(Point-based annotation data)
-------------------------

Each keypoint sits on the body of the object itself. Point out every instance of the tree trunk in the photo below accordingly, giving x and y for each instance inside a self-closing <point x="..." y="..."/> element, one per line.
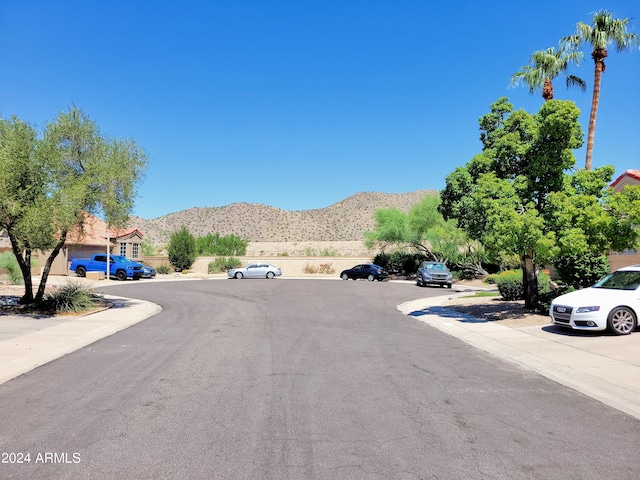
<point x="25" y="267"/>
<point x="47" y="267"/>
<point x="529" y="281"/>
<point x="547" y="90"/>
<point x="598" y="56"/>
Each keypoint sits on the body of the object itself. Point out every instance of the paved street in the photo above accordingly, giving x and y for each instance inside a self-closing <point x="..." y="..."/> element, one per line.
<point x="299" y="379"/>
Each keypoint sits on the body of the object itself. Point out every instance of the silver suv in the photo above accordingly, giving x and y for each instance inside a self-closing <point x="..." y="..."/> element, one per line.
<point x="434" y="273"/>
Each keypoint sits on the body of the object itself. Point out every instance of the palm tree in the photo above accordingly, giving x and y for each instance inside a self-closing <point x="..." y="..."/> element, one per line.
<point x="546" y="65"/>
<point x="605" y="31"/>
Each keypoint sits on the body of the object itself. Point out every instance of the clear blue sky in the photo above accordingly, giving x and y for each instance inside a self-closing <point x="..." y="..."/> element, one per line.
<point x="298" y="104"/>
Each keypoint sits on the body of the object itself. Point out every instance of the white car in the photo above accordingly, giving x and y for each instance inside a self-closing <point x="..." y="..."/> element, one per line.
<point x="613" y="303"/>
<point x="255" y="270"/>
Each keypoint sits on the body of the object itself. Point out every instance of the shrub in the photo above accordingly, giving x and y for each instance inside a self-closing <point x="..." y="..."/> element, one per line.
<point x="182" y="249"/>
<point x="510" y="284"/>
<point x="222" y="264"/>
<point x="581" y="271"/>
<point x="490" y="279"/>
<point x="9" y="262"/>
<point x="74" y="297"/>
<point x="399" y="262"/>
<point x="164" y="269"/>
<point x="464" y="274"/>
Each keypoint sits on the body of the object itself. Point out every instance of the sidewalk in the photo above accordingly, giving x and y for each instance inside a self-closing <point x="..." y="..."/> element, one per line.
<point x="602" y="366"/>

-------------------------

DIRECTIVE:
Without the pictures, write out every entry precisely as it appears.

TASK RESPONSE:
Each keypoint sits on the body of the object itself. Point out every instance of the tree trunk in the photo below accordingly, giving x and y for each instance inside a self-closing <point x="..." y="..."/> element, one per line.
<point x="25" y="267"/>
<point x="47" y="267"/>
<point x="529" y="281"/>
<point x="547" y="90"/>
<point x="598" y="56"/>
Each keypoint sits on the body of the object itself. Point out every instance of the paved street in the photo above accordingly, giving x and y for each instance inside a self-closing <point x="..." y="..."/> element, one per line.
<point x="299" y="379"/>
Each keypoint sits on the body of the object itself. Point out every instance of the silver suv in the photo above accordingly, giving x and y for each instance inside a self-closing <point x="..." y="..."/> element, one per line.
<point x="434" y="273"/>
Each keypoint sits on the body of the object itself. Point out every instance of the palm tree in the photo above accordingly, giving x and y for each instance inside a self-closing <point x="..." y="..."/> element, one per line.
<point x="546" y="65"/>
<point x="605" y="31"/>
Each keypoint sits on the body of the object itself. Point out every instance of the clear blue sky in the photo above accordingly, giving x and y for each instance inside a self-closing <point x="..." y="..."/> element, one per line.
<point x="298" y="104"/>
Each keypoint sits on the body of the object itself. Point out every instance of the white car in the photo above accordingly, giving x and y for each instance inside a self-closing <point x="..." y="..."/> element, one per line.
<point x="613" y="303"/>
<point x="255" y="270"/>
Each keypoint sits on the body of the object itself. Point out every instance of the shrub in the photo above accordingly, giving x and y for each instance inside a self-closing <point x="..." y="..."/> element, one per line.
<point x="182" y="249"/>
<point x="510" y="284"/>
<point x="222" y="264"/>
<point x="581" y="271"/>
<point x="490" y="279"/>
<point x="9" y="262"/>
<point x="74" y="297"/>
<point x="399" y="262"/>
<point x="164" y="269"/>
<point x="464" y="274"/>
Each keypoint sits on the body of the object itself. Point out every instance of the sidewalk in the photo above accordingly, giving x and y for each instance inside a self-closing <point x="..." y="..."/> element, one per line.
<point x="602" y="366"/>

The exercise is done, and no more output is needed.